> [Required work]: No line before the one containing "Target: lounge chair wheel" is to be output; retype exactly that line and all lines that follow it to the end of the records.

** Provided records follows **

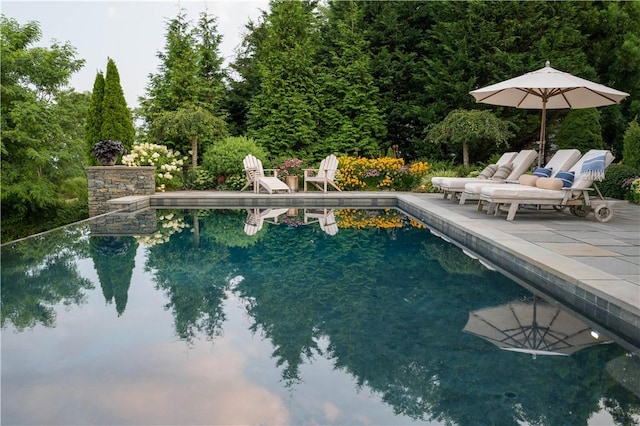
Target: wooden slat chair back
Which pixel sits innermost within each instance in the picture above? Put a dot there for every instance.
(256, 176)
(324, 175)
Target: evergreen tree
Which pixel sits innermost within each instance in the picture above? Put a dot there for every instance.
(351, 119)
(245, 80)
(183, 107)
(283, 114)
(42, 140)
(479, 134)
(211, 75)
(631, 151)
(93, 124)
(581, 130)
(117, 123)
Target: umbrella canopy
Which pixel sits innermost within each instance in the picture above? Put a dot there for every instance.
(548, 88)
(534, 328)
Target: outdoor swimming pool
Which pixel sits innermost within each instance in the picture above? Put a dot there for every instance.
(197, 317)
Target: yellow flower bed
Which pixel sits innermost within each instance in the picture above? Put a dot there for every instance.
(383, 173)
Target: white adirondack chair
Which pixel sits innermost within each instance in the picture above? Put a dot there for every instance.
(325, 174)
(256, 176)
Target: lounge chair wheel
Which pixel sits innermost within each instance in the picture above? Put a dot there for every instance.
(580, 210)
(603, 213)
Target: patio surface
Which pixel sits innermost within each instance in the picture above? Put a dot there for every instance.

** End of Provided records **

> [Result for this exercise]:
Target: lounge chair wheel
Which pixel sits innermost within each instance in the picture above? Put a dot there for every instance.
(580, 210)
(603, 213)
Target: patio surface
Which pixel sits innermost within each instance in the picture above? Put a dot there for every instance.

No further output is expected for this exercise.